══ Extract to read ══

From the Dusty Mental Archives: Zen in the Art of Writing

(Slightly edited from a post I made in 2012)

Ray Bradbury talked to me yesterday.

This came as something as a surprise, seeing as he’s quite dead. But it was a welcome surprise nonetheless – and pretty much something I’d come to expect from someone like him.

For some time I’d been searching for a copy of Zen in the Art of Writing, which has been out of print for some time.  None of the used bookstores I’d visited had any. But yesterday, while on a walk with my wife, we passed through yet another used bookstore, and yet again, no sign of Bradbury.  But as I’m preparing to leave, I realize this one not only has shelves full of books, but drawers as well. The more prolific authors out there have drawers dedicated to them, and Bradbury certainly fit that bill.

Tucked away in the back of it was a single copy of Zen in the Art of Writing.

Now, this was the kind of mini-coup that put a spring in my step the rest of the day, but it was only the beginning.  As Gill and I had an iced coffee at Tim Hortons I read the preface.

Before I continue, the last thing I want anyone to come away with is that this moment was “meant to be.” If life has taught me anything, it’s that there is absolutely nothing that is meant to be. Nothing. Life is beautiful, organized, horrible, and random, all at the same time and without contradiction.

But there is no destiny, no fate, no “meant to be” in this life unless we forge it for ourselves into our future, see as pattern recognition in our present, or piece it together as a story when reflecting on our past. To argue otherwise, to me, is an insult.

That said, this was a beautiful coincidence. Ray Bradbury stepped out of the pages, heard about the troubles I was going through, and told me what I needed to hear.

…what, you ask, does writing teach us?

═══

**What you are asked to do**: Please repeat the passage from the Zen in the Art of Writing post exactly, beginning at the words "Now, this was" and stopping after "read the preface.".

══ Records provided ══

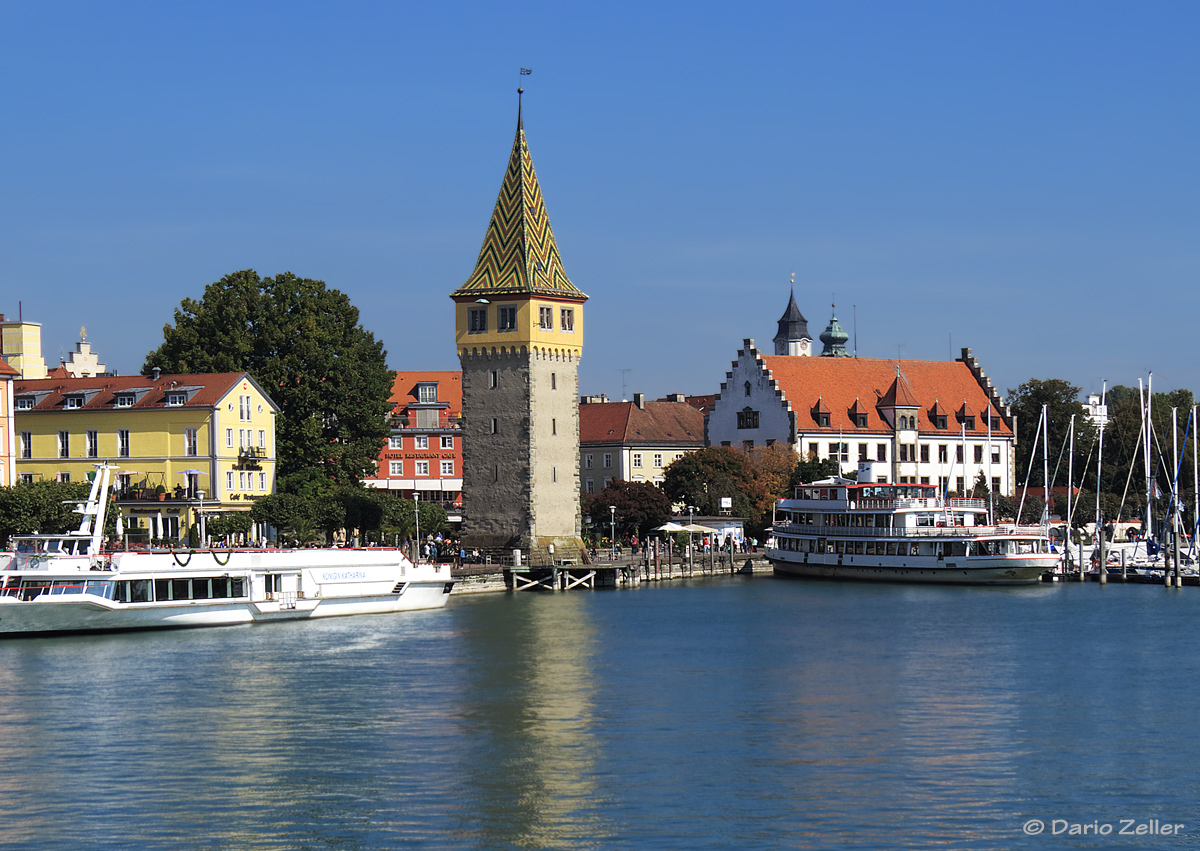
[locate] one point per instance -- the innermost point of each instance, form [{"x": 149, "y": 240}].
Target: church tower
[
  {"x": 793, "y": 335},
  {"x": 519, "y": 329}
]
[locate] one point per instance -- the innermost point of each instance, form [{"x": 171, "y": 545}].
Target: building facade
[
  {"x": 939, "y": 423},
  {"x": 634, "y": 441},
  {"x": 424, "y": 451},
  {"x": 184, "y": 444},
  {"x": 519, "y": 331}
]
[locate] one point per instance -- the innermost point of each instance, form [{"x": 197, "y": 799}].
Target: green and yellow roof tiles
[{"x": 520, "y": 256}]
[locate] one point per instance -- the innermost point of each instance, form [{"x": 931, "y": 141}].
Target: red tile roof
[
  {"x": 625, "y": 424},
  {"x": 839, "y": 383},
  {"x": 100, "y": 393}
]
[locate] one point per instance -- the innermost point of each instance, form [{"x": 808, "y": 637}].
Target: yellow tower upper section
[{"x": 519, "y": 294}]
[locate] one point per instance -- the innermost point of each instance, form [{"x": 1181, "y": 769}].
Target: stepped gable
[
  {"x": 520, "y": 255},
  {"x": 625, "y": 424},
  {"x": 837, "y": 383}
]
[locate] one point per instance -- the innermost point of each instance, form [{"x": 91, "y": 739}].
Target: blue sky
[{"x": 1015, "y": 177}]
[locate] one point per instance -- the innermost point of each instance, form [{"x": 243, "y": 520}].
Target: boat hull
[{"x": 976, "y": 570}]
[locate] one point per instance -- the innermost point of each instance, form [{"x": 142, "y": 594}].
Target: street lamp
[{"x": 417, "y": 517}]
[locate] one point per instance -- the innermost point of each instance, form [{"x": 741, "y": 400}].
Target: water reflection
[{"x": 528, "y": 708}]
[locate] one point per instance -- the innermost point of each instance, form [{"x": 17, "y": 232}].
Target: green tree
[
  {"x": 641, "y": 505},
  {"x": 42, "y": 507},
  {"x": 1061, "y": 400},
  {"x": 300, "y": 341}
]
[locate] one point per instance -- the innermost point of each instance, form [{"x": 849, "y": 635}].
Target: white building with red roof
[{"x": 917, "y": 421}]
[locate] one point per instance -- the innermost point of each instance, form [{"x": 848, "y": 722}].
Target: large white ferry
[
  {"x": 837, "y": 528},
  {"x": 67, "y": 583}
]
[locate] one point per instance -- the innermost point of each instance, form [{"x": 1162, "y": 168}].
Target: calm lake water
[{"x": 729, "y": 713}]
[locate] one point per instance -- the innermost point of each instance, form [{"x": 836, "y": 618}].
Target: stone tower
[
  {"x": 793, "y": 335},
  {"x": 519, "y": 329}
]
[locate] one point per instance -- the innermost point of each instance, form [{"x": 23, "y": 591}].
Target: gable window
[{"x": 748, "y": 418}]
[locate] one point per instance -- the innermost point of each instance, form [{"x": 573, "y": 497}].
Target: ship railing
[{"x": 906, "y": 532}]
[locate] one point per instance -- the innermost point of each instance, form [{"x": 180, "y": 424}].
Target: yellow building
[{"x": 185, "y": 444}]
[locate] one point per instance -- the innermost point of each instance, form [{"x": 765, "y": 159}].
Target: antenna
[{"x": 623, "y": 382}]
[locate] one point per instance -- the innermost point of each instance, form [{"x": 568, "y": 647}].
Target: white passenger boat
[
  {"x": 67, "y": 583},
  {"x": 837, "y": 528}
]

═══
══ Records provided ══

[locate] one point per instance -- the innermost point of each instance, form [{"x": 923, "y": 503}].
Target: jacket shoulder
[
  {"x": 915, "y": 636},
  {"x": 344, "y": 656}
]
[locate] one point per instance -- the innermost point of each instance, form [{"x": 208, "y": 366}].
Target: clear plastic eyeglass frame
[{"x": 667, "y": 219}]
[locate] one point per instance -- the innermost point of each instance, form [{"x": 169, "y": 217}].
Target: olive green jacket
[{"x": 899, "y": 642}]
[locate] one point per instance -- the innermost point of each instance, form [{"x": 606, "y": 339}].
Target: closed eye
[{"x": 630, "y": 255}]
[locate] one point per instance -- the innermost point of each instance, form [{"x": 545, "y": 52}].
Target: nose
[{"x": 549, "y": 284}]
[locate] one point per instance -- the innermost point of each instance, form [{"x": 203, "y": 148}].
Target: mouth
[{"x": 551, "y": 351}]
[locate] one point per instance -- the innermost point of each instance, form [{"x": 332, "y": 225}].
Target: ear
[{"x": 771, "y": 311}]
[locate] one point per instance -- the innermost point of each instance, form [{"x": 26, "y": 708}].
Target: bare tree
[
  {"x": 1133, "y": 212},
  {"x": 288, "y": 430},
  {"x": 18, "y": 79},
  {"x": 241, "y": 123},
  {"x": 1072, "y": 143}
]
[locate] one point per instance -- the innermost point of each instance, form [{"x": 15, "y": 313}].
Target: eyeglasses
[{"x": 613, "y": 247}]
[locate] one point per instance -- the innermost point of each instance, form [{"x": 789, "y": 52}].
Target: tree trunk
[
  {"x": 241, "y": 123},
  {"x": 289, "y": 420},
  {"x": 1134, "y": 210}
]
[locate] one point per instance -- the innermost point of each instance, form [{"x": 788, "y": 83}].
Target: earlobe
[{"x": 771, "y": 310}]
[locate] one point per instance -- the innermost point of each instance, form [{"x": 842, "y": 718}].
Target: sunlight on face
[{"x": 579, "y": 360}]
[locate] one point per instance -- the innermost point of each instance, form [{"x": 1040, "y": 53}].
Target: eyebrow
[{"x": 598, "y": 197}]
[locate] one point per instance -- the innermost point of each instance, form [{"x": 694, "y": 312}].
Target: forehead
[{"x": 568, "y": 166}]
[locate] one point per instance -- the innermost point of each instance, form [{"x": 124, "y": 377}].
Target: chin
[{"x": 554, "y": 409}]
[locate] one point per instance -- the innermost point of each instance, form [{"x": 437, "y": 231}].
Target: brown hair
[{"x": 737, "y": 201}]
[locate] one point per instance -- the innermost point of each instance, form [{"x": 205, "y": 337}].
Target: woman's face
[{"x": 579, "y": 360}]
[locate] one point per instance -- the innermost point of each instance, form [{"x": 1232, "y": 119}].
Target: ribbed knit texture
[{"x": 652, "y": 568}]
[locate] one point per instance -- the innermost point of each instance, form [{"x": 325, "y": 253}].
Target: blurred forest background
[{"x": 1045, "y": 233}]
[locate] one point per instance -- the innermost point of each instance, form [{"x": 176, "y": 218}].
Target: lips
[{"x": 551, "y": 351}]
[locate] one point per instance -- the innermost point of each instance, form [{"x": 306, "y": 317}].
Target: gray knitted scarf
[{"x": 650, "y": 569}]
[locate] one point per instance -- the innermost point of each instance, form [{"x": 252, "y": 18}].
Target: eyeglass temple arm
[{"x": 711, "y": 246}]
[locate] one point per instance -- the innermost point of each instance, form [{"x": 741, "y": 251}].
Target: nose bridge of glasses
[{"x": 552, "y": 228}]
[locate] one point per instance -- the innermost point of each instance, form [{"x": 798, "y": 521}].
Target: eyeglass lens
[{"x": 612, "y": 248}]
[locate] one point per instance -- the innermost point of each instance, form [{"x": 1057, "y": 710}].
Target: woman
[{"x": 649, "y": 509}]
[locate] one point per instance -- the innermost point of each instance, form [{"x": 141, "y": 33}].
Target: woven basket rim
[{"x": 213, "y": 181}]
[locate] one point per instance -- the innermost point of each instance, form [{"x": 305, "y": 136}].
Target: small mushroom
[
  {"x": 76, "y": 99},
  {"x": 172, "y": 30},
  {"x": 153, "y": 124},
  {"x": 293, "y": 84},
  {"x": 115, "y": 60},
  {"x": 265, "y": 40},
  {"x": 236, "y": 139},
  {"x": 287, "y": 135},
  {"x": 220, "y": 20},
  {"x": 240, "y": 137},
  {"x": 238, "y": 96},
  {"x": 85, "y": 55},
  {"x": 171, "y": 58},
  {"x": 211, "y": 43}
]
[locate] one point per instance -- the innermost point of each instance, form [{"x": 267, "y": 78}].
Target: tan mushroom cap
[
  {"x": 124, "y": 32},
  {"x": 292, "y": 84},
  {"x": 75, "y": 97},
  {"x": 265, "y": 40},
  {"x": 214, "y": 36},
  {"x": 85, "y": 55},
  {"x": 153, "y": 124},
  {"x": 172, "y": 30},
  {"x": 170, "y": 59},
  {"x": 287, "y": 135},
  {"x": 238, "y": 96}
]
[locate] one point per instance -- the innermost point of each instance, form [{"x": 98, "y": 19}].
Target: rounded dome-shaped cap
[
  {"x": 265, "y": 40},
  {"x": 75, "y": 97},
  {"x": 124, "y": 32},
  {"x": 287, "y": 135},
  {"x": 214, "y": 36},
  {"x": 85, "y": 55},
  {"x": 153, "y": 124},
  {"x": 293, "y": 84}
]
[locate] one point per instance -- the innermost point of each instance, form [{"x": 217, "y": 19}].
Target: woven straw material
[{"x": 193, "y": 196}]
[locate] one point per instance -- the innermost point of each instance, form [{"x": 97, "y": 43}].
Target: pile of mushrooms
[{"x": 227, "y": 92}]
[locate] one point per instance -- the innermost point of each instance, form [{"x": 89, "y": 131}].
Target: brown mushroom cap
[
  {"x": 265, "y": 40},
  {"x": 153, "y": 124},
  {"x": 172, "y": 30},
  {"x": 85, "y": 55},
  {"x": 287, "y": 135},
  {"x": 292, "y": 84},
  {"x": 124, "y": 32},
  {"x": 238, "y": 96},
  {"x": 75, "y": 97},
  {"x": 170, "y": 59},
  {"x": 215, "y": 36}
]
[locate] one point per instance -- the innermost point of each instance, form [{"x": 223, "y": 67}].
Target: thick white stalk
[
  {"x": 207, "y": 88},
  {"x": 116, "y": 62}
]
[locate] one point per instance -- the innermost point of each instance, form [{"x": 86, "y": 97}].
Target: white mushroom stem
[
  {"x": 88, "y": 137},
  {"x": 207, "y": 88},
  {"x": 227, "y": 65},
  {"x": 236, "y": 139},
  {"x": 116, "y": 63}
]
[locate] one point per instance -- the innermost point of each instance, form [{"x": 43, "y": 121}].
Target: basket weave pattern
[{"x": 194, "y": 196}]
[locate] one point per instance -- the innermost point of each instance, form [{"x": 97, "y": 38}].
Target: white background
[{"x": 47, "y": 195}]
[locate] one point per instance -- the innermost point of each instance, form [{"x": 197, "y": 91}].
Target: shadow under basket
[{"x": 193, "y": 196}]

═══
══ Records provided ══

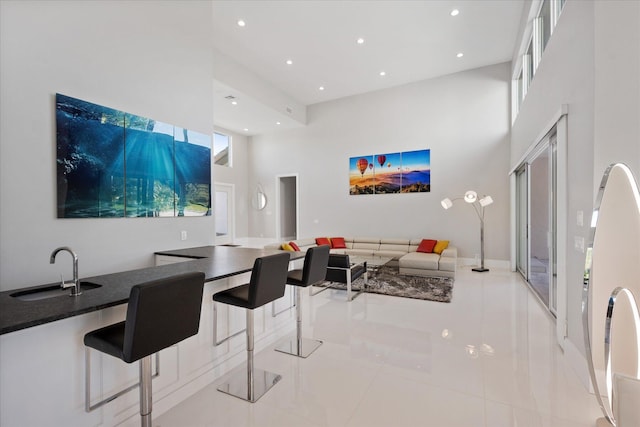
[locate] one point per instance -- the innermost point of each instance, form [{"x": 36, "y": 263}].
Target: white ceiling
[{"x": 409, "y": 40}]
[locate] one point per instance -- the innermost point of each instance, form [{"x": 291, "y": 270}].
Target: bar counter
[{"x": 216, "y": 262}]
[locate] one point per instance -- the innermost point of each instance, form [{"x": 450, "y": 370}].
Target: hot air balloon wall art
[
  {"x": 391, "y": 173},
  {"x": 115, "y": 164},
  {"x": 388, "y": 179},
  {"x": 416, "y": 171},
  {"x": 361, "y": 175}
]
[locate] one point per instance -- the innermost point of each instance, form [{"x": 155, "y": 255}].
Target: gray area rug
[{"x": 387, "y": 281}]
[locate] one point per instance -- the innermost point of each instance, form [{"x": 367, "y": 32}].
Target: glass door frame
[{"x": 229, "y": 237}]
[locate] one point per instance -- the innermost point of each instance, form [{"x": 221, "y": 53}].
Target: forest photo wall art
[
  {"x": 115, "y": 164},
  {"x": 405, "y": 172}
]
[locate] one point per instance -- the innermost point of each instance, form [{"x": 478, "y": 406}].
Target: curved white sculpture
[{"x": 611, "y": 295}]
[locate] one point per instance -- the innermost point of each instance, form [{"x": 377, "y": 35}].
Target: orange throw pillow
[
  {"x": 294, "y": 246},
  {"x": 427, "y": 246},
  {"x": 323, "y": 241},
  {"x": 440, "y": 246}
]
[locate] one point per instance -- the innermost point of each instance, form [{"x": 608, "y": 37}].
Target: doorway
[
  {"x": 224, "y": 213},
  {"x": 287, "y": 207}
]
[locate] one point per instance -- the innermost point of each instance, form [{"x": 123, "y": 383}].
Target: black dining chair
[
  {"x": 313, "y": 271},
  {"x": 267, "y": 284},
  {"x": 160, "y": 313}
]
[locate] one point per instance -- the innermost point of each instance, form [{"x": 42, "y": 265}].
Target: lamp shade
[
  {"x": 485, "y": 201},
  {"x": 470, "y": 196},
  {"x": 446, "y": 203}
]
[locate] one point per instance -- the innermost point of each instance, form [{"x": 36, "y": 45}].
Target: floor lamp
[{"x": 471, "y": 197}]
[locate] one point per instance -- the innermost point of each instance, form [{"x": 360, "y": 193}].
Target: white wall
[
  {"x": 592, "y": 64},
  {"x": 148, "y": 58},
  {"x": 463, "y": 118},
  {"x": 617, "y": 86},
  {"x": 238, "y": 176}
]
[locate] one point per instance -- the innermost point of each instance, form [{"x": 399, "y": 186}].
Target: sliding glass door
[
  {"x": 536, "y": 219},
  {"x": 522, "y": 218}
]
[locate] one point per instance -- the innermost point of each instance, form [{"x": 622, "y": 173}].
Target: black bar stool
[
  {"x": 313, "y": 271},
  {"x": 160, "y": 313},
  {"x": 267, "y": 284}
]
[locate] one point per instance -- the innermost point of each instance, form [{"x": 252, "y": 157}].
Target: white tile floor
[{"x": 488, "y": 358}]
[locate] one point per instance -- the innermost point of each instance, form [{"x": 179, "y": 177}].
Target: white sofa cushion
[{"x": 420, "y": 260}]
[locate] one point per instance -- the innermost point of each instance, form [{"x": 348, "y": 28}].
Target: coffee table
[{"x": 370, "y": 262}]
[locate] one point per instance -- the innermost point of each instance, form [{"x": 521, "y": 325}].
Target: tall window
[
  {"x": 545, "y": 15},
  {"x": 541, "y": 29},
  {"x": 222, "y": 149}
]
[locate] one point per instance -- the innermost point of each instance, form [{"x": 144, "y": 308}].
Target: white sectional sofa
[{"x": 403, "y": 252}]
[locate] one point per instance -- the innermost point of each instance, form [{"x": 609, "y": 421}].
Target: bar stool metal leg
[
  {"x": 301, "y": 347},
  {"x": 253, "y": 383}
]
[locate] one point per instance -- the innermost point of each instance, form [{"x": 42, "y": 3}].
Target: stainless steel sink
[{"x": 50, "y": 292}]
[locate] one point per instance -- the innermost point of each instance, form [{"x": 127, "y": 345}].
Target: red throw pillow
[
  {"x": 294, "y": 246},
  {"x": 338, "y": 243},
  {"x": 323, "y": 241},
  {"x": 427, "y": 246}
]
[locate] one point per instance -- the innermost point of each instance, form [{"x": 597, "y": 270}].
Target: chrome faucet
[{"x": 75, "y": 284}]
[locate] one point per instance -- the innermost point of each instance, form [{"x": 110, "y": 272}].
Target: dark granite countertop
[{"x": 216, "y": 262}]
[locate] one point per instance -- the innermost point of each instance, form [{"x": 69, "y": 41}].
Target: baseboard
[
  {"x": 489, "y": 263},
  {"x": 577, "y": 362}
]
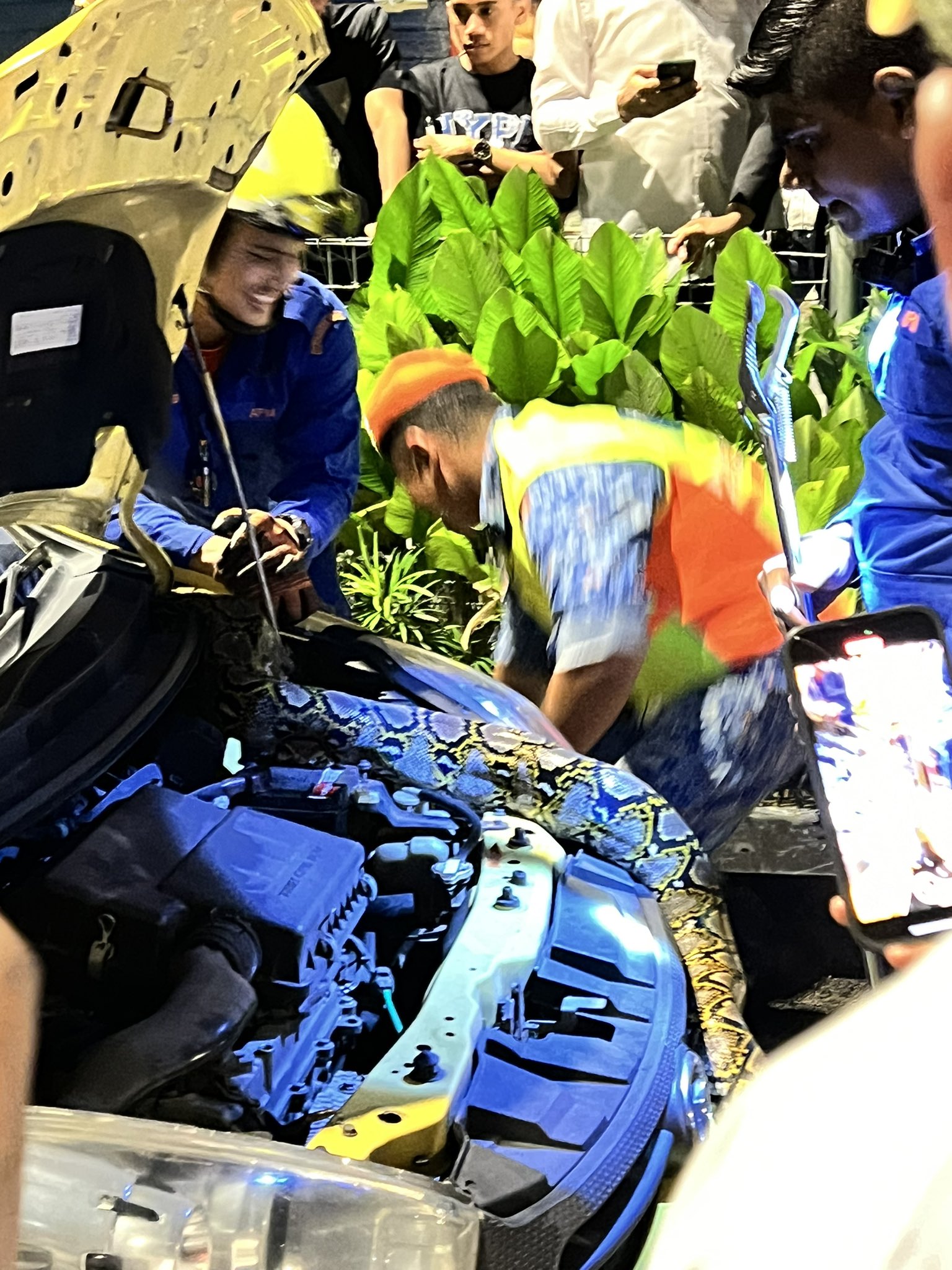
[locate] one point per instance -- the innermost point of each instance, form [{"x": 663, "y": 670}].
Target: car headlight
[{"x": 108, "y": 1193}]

═══

**Answer for the task**:
Now, this was the kind of mini-coup that put a spring in my step the rest of the day, but it was only the beginning.  As Gill and I had an iced coffee at Tim Hortons I read the preface.